=== SOURCE EXTRACT ===

>> START

Indian armed forces at present can play only a peripheral role in confidence building measures between the two countries.  And as a corollary, the joint military exercises serve as the barometer of progress of the confidence building process between the two countries rather than a major influence in shaping it.

China’s joint military exercises with most of the other countries including the U.S. are at platoon or lower levels. The focus of these exercises is mostly on basic techniques of counter-terrorism or “drills” as the Chinese call it.

The fourth “Hand-in-Hand” India-China anti-terrorism joint exercise lasting nine days has concluded last week. The armies of the two countries organised the first-ever “Hand-in-Hand” joint exercise in Yunnan in 2007 as a part of the overall confidence building measures agreed upon by the two countries. The second Hand-in-Hand exercise was organised in Belgaum in 2008. About 60 troops (a company minus) from both sides participated in these exercises.

The exercises were to be an annual feature. However, India called off the 2009-exercise after China denied a regular visa to the Army Commander of the Northern Common to attend a meeting in China as he belonged to Jammu and Kashmir, which it said was a disputed territory. However, both countries agreed upon resuming the annual training event after China relented and started issuing regular visas to Jammu and Kashmir residents last year.  

The third joint exercise was held in Chengdu in November 2013 with 144 troops (nearly two companies) from the Sikh Light Infantry and an equal number of PLA troops participating. According to the Chinese media, the 10-day exercise included demonstration of weapons, exchange of tactics and training in arrest to suspects and rescue of hostages.

These low level, basic exercises have limited value in confidence building between the two armies. At best they contribute to providing a window of opportunity towards confidence building at higher levels in the future.

However, naval forces are an exception to this; the world over they have a culture of joint exercises and cooperation at sea. Indian Navy and PLA-Navy also have taken part in joint and multilateral exercises at sea.

>> END

=== COLLECTED MATERIAL ===
>> START

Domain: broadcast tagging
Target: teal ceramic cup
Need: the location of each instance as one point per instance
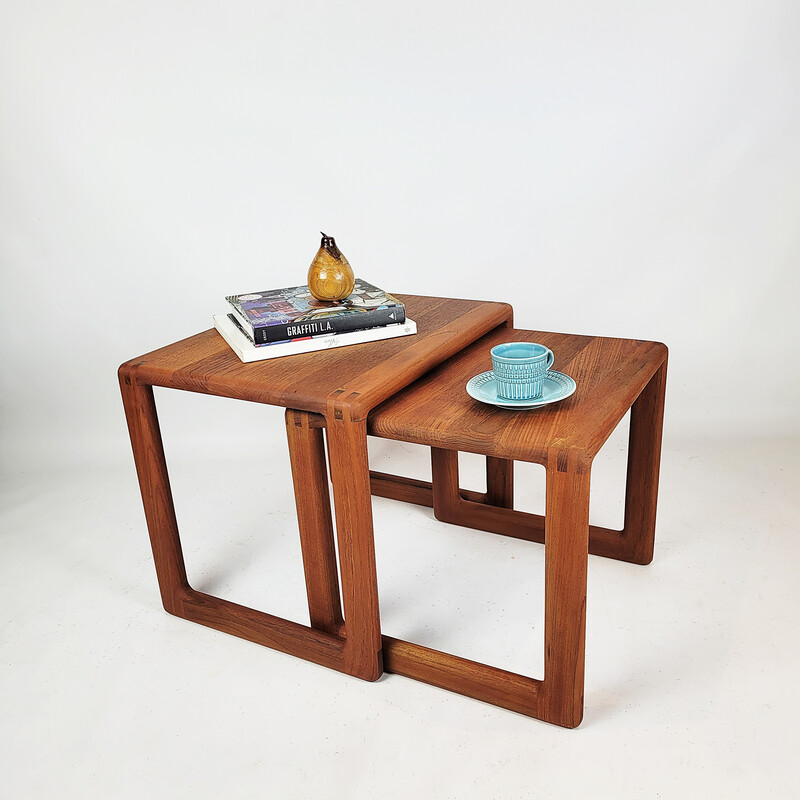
(519, 369)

>> END

=== DIRECTIVE ===
In the passage on India-China joint military exercises, where and in what year was the second "Hand-in-Hand" exercise held? Please answer in one sentence.

=== EXERCISE RESULT ===
The second "Hand-in-Hand" exercise was held in Belgaum in 2008.